Short problem | Return each line of the items below that contains the string "people". Matching is case-sensitive.

-- begin Listing --

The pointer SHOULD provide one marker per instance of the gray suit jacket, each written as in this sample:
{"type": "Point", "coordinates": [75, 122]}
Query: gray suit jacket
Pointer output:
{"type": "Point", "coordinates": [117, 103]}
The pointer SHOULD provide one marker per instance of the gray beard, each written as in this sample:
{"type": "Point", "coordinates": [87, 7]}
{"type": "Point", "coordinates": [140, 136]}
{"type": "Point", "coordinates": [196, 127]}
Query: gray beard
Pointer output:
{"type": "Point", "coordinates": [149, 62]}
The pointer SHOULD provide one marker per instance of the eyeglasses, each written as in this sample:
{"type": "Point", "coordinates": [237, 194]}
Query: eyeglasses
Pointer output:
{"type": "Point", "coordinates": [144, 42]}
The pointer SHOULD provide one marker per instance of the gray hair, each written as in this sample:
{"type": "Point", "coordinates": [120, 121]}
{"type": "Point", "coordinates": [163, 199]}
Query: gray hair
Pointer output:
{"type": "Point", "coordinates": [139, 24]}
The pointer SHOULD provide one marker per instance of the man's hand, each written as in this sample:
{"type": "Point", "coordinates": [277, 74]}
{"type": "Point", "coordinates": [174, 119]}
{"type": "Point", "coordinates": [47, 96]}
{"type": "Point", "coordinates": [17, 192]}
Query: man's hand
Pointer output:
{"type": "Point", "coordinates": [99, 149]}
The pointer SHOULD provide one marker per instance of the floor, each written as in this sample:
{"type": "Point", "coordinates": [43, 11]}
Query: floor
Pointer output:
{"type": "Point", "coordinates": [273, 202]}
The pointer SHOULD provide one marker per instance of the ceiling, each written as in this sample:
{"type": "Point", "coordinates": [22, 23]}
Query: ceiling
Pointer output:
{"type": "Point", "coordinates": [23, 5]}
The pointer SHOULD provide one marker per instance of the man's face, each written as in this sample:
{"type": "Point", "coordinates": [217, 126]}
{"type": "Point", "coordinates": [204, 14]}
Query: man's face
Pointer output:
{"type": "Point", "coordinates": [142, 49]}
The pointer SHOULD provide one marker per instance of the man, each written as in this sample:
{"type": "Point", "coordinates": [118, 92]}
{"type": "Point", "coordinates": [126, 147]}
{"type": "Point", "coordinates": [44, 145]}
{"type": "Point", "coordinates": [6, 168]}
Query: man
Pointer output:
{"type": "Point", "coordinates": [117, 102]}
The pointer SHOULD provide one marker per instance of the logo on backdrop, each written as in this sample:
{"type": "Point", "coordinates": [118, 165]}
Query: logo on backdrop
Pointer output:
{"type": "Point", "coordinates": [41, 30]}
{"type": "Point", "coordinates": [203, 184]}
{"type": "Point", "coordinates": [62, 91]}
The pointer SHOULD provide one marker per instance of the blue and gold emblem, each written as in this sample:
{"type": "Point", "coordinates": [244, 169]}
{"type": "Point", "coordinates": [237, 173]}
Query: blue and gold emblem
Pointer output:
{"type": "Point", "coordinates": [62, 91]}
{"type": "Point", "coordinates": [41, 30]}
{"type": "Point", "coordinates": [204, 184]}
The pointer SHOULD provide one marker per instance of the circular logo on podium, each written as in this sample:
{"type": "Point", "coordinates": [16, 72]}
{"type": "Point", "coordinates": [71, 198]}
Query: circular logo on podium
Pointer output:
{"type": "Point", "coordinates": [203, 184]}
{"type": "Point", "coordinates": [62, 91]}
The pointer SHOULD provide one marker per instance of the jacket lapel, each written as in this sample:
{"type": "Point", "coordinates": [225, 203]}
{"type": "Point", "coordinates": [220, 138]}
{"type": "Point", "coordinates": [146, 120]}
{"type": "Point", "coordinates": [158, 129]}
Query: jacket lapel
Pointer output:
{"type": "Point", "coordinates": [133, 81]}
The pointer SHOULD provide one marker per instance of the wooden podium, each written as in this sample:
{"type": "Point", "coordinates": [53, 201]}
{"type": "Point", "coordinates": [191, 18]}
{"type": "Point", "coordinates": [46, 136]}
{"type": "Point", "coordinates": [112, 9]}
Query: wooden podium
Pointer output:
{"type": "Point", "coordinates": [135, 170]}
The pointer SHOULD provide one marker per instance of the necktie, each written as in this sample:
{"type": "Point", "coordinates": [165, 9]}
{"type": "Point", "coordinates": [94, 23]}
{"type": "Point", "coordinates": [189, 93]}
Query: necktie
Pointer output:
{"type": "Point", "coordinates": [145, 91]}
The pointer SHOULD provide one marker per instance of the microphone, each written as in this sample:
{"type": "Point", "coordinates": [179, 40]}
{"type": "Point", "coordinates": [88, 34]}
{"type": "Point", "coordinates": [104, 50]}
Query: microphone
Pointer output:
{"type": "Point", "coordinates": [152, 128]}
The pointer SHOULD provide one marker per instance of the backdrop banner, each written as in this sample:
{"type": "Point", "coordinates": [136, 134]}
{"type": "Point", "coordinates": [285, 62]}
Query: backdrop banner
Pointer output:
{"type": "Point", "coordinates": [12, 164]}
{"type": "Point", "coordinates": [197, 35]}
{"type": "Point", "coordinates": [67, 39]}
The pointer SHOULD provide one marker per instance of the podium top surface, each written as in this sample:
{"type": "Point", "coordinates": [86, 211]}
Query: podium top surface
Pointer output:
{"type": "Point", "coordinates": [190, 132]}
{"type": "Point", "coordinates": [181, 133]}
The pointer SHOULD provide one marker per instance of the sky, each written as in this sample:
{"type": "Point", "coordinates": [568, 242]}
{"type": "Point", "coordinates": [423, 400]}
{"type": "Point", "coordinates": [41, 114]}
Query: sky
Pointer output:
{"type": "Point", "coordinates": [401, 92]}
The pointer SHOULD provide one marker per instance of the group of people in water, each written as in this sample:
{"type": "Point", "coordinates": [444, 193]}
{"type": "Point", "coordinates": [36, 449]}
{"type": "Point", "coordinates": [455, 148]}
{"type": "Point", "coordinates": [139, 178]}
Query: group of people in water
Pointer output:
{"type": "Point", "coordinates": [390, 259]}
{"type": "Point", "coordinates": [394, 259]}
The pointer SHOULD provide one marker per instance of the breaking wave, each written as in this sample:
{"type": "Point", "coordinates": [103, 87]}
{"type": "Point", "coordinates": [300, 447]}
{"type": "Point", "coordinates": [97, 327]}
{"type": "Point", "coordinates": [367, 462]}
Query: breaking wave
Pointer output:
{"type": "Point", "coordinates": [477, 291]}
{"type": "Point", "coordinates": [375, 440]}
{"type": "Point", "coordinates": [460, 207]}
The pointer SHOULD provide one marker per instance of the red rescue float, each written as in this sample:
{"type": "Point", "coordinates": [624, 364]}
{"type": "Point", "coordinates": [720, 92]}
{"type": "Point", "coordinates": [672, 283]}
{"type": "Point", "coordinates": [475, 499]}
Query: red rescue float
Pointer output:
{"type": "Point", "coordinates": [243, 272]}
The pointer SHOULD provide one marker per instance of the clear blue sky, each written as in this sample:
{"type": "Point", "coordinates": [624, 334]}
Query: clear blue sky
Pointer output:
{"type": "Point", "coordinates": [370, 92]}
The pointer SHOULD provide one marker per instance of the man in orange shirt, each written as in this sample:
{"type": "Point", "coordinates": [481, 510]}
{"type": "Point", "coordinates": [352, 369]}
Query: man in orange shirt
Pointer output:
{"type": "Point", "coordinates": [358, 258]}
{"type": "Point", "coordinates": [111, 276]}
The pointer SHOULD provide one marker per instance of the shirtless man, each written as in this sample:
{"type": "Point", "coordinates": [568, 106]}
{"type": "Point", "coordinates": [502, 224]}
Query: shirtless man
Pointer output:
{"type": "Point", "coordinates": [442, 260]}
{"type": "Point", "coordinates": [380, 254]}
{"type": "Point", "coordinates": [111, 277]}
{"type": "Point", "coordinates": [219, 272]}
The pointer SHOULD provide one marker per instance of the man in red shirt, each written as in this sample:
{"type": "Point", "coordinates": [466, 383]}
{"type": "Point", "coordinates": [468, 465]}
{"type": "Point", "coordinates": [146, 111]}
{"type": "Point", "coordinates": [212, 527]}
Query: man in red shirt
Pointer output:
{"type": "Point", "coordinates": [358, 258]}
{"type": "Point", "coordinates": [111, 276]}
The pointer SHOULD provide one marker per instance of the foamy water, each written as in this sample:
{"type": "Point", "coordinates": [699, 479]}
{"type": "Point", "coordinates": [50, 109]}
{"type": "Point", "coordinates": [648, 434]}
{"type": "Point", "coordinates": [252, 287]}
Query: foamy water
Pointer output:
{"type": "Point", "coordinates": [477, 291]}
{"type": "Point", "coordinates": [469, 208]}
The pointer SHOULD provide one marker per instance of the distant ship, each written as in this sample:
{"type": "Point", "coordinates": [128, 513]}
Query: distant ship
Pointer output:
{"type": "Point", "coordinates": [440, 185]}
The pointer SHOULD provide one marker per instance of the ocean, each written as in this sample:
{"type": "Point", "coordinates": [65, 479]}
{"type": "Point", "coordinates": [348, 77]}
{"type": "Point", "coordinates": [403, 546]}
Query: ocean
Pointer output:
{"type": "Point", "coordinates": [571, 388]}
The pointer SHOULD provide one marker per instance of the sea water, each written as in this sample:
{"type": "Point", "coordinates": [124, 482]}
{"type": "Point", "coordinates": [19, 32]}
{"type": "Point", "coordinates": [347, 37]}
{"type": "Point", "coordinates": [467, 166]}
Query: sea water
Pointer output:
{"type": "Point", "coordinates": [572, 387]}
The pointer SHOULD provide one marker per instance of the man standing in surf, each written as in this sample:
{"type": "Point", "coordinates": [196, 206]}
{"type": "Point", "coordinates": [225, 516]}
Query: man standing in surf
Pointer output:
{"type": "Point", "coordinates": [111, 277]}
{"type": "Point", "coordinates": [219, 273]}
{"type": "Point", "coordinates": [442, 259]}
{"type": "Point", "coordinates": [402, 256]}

-- end Listing --
-- begin Listing --

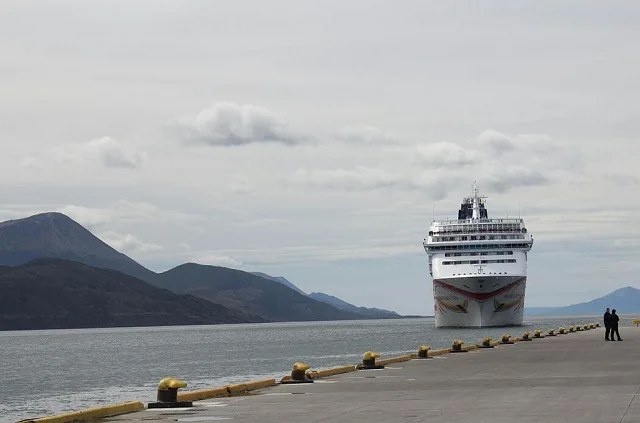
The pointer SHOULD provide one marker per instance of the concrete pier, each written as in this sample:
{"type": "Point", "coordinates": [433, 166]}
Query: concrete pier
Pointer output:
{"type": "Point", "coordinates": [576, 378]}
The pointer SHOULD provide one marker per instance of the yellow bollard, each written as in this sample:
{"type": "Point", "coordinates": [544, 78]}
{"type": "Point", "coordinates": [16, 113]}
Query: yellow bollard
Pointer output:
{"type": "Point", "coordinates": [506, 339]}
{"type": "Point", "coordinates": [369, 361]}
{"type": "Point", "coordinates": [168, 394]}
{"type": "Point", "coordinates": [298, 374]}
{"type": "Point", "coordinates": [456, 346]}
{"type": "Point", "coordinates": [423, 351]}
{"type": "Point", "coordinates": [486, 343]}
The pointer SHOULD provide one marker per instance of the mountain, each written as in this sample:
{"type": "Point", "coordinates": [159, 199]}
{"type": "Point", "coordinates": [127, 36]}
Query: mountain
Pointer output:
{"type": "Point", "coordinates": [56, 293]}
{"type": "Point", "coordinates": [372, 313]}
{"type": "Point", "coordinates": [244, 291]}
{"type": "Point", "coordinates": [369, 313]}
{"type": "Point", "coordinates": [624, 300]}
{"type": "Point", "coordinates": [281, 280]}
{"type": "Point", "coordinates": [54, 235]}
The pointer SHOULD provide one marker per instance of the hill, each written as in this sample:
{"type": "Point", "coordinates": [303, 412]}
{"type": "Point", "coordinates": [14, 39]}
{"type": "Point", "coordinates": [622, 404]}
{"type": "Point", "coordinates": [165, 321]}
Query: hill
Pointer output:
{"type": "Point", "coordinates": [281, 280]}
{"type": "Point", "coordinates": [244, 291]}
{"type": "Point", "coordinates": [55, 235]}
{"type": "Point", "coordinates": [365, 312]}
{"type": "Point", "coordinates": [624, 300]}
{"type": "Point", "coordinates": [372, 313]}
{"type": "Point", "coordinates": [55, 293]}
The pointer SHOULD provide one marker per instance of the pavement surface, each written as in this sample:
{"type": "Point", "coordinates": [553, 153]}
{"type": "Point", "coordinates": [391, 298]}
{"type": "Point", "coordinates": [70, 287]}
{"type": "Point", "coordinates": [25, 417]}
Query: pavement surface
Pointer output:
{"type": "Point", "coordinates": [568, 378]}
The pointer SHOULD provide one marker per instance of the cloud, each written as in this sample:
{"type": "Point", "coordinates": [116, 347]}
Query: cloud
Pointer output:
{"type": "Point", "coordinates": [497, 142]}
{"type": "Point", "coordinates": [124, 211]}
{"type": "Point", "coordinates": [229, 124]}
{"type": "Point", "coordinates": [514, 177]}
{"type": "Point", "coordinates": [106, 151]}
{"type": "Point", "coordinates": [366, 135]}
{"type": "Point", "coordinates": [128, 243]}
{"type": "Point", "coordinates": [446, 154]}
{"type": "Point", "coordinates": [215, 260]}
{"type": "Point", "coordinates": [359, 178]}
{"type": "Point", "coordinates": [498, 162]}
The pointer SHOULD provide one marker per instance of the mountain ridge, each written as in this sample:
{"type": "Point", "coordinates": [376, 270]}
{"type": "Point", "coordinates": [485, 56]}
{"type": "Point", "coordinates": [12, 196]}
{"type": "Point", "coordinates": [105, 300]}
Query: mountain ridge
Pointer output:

-- end Listing --

Result |
The pointer SHOULD provide one marker per instance of the group of people in water, each written as in this sample:
Query: group of people in water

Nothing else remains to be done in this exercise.